EXCERPT -
.....

In describing the new building several publications noted restrooms for women. None for men were ever mentioned.
The foundation did extensive surveys then issued the results and recommendations. Publications flowed from the Russell Sage Foundation: “Preventive Treatment of Neglected Children,” “The Delinquent child and the Home,” “Saleswomen in Mercantile Stores,” “Working Girls in Evening Schools,””Housing Reform,” “Social Work in Hospitals, “One Thousand Homeless Men,” and “Laggards in Our Schools,” to name but a few.
As the work of the Foundation grew, Atterbury was called back to add a penthouse in 1922 as a drafting room for the Committee on Regional Planning. At the same time he installed a series of carved reliefs above the ground floor arches. Executed by Rene Paul Chambellan (these would be his first known commissions in New York City), they were a series of crests like those found on Florentine palaces of the Renaissance. Each displayed one of the Foundation’s purposes: Education, Civics, Play, Work, Housing, Religion, and Justice. To symbolize housing, Atterbury directed Chambellan to the beehive, what he described as “the most perfect examples of housing to be found anywhere.”

.....

EXTRACTED MATERIAL -
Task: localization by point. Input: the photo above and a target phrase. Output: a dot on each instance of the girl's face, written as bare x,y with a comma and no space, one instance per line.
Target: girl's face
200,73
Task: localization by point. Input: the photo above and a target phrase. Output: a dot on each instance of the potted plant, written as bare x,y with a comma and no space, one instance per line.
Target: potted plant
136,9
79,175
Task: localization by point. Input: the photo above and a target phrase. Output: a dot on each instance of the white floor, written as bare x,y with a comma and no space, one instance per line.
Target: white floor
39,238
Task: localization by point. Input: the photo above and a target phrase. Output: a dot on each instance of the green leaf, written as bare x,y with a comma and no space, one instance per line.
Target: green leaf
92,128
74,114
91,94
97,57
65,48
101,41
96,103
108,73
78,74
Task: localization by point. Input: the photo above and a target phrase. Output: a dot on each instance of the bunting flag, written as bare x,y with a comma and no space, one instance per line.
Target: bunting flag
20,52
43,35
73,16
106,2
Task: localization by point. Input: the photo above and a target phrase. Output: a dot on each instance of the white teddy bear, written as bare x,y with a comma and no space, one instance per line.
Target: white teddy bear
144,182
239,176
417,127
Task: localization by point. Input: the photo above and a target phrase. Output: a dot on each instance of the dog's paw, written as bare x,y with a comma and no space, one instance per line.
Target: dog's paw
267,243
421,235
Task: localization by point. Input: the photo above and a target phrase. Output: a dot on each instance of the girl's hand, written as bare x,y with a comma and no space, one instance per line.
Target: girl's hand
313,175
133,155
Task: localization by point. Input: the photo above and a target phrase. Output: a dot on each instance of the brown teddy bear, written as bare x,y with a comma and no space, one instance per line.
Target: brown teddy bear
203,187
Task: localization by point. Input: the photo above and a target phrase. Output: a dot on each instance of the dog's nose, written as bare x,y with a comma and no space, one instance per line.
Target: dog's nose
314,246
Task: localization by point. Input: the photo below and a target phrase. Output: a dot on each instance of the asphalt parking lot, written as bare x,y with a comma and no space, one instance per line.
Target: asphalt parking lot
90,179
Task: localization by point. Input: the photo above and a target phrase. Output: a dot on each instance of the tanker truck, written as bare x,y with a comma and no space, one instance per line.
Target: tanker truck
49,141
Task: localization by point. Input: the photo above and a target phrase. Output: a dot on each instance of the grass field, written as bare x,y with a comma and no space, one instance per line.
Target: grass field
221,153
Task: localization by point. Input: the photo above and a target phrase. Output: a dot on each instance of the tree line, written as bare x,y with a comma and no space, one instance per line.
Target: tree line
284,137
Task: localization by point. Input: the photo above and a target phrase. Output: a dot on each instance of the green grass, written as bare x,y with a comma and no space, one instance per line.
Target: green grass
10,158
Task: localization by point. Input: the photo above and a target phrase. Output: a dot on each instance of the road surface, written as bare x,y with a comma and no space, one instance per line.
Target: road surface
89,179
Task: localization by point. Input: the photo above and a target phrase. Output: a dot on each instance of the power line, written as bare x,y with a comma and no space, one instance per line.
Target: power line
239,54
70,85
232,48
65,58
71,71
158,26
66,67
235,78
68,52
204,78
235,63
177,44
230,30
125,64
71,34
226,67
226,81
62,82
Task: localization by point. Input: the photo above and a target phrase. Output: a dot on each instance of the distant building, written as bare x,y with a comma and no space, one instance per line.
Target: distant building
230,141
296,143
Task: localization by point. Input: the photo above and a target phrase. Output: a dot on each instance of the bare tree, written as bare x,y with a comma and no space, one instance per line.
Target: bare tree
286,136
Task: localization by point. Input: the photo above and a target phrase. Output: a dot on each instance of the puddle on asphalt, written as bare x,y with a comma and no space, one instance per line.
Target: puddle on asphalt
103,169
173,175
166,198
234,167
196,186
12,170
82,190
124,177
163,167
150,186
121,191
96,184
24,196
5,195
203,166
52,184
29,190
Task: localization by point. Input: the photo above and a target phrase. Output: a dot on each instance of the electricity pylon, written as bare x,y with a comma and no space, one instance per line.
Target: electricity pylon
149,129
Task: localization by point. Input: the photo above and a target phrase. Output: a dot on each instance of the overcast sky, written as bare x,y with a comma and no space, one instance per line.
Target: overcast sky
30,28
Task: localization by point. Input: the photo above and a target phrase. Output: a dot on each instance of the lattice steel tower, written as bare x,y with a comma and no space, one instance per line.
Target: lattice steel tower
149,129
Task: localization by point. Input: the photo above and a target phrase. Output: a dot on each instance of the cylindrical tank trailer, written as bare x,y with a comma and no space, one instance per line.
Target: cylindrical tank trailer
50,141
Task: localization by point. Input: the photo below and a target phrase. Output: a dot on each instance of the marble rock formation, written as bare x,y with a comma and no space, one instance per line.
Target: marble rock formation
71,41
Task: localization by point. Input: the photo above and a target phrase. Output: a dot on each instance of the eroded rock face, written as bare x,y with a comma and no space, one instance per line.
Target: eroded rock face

.....

WHAT YOU NEED TO DO - Continue the passage on the Russell Sage Foundation building from its last sentence.

TASK OUTPUT -
|Deeply-carved shields by Rene Paul Chambellan, representing the seven goals of the foundation, were added in 1922 -- photo by Alice Lum|
|photo by Alice Lum|
But he was not done yet.
Seven years after the additions, Grosvenor Atterbury was called upon yet again. He designed a 15-story annex behind the main building. The architecturally-harmonious new structure was connected by a “hyphen” at the fourth floor. Here the New York School of Social Work would be housed.
As long as he was working on the Foundation building again, Atterbury convinced the organization to restore the lost cornice at the side. A few years earlier a neighboring property owner had insisted that the cornice be removed. The architect argued that his missing cornice was a detraction to the overall design of the building. While one trustee countered that the cornice was a “minor and unnecessary adornment” and spending foundation money on it would be irresponsible, Atterbury said “the sawed off cornice and unsightly finish of the corner is a very serious detriment.”
The cornice was restored.
In 1949 the Russell Sage Foundation moved on, selling the property to the Roman Catholic Archdiocese of New York. Here the archdiocese operated its Catholic Charities. Then, in 1974, it was purchased by a developer who renovated the structure to 166 rental apartments. The Tiffany-designed library was gutted, the great lecture hall, capable of seating 200 persons, became retail stores, and offices and lectures spaces were obliterated to become uninspired living quarters.
Change came again in 1985 when Michael Beloff bought the
structure and initiated a second conversion—this time to co-operative
apartments. While Beloff’s intentions
were more sympathetic with the historic building, most of the interiors had already been
forever lost. Fortunately, when removing
the modern dropped ceiling in the lobby area, the original stone-vaulted
ceiling was uncovered, still intact.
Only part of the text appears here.